How to complete this task:
Retype the passage on slaughtering chickens word for word, everything from "Don invited a" down to "would soon stop.".

Source extract:
Don invited a woman named Angela to speak with us about how to humanely kill chickens and helped to round up all four of them from the coop, along with a sharp cutting blade and a sturdy rope we hung between two of the orchard posts. Angela demonstrated on the first one. Standing before the crooning bird, its feet knotted with string and hung upside-down along the line, she looked almost reverent, making a silent prayer before slicing just below the jugular. It was probably the first time I had seen an animal being killed. But even knowing the reasons for why we were doing it hardly made it any easier to watch. Three of the group-mates followed suit and in those agonizing silences, the only noise that suffused was the flapping of wings from slain birds whose hearts would soon stop.
After a time the mood lightened, and we got to work preparing the birds for cooking, dunking them in hot water, pulling off the feathers, and cutting through to remove the internal organs. Mary, who herself grew up on a farm, engaged us in a mini-biology lesson on the parts of the birds as we sorted them into "keep" and "discard" piles. I had the solid role of separating the necks from the heads to use for stewing. What was most interesting was seeing the hen, herself pregnant, and all of the eggs, big and small, that lined her uterus. The experience served to strengthen my conviction as an omnivore and made me truly realize the importance of the hunter-gatherer culture that had been passed down by our forebears. It didn't hurt that the chicken was also some of the best I had ever eaten.

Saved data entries
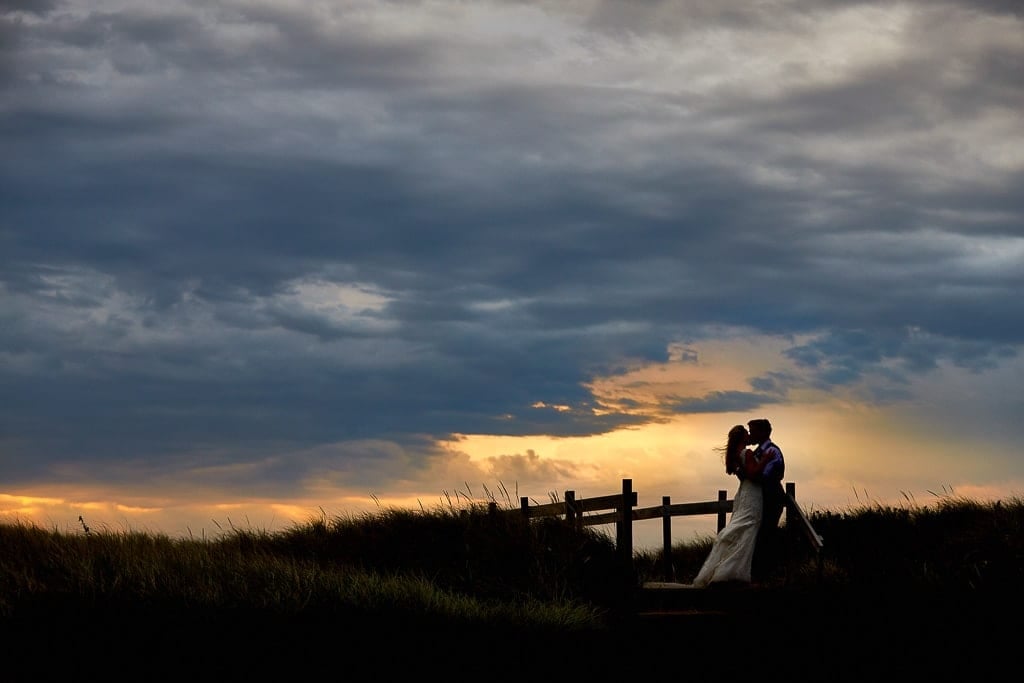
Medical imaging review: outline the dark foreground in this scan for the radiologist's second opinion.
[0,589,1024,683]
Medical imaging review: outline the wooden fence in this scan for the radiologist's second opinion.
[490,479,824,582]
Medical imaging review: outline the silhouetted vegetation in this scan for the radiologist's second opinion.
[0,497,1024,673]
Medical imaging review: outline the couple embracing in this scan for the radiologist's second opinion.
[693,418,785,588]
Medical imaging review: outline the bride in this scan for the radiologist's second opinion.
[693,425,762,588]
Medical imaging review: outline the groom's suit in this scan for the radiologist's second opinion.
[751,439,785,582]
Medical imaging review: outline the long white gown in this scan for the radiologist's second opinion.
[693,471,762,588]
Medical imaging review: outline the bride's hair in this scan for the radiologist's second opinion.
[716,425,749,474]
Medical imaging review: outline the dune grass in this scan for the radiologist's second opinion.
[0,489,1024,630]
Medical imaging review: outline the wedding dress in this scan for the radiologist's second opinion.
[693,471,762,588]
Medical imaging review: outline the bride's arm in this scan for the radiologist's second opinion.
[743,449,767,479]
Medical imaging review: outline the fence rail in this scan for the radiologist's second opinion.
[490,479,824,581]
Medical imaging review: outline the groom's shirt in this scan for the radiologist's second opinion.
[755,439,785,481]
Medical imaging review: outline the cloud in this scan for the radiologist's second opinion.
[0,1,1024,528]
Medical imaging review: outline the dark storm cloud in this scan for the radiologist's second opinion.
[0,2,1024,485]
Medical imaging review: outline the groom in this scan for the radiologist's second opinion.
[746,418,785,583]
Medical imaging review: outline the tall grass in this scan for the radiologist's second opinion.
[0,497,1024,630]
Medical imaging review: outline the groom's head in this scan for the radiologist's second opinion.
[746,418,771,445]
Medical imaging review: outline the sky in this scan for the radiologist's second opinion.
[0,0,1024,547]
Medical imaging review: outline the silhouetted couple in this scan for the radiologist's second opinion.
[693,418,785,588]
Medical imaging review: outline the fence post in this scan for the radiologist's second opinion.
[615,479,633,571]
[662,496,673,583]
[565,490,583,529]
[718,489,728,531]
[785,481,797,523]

Task output:
Don invited a woman named Angela to speak with us about how to humanely kill chickens and helped to round up all four of them from the coop, along with a sharp cutting blade and a sturdy rope we hung between two of the orchard posts. Angela demonstrated on the first one. Standing before the crooning bird, its feet knotted with string and hung upside-down along the line, she looked almost reverent, making a silent prayer before slicing just below the jugular. It was probably the first time I had seen an animal being killed. But even knowing the reasons for why we were doing it hardly made it any easier to watch. Three of the group-mates followed suit and in those agonizing silences, the only noise that suffused was the flapping of wings from slain birds whose hearts would soon stop.